Reproduce only this part of the listing: the line with "tail accordingly, writing one line per instance.", plus every line after it through the last.

═════ Record extracts

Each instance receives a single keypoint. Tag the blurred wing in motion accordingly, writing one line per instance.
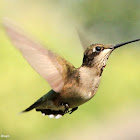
(84, 41)
(49, 65)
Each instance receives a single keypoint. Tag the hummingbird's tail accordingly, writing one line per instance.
(37, 103)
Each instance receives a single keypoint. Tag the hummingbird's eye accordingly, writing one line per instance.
(98, 49)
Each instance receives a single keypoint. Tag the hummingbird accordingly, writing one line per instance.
(71, 87)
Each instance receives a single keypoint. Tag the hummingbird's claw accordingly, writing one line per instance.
(66, 108)
(72, 110)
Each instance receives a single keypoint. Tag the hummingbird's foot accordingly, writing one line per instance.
(72, 110)
(66, 108)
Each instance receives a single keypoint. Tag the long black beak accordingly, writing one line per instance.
(121, 44)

══════════

#### Solution
Each instance receives a single keypoint. Tag the hummingbird's tail accordingly, writing one line per instance.
(37, 103)
Each instance receives a single keypoint. Tag the hummingbird's eye accordingly, writing one line per instance.
(98, 49)
Each instance receives a single keypoint. Tag the hummingbird accordingly, writing one line per instance.
(71, 87)
Each instance receives a single keypoint. Tag the hummingbird's claw accordingly, writing one line per instance.
(66, 108)
(72, 110)
Each instance receives a single keypoint. Tag the hummingbird's foot accordingly, writing one line per instance.
(72, 110)
(66, 108)
Each instance receives a single keypoint. Tag the long black beak accordingly, writing one line per instance.
(121, 44)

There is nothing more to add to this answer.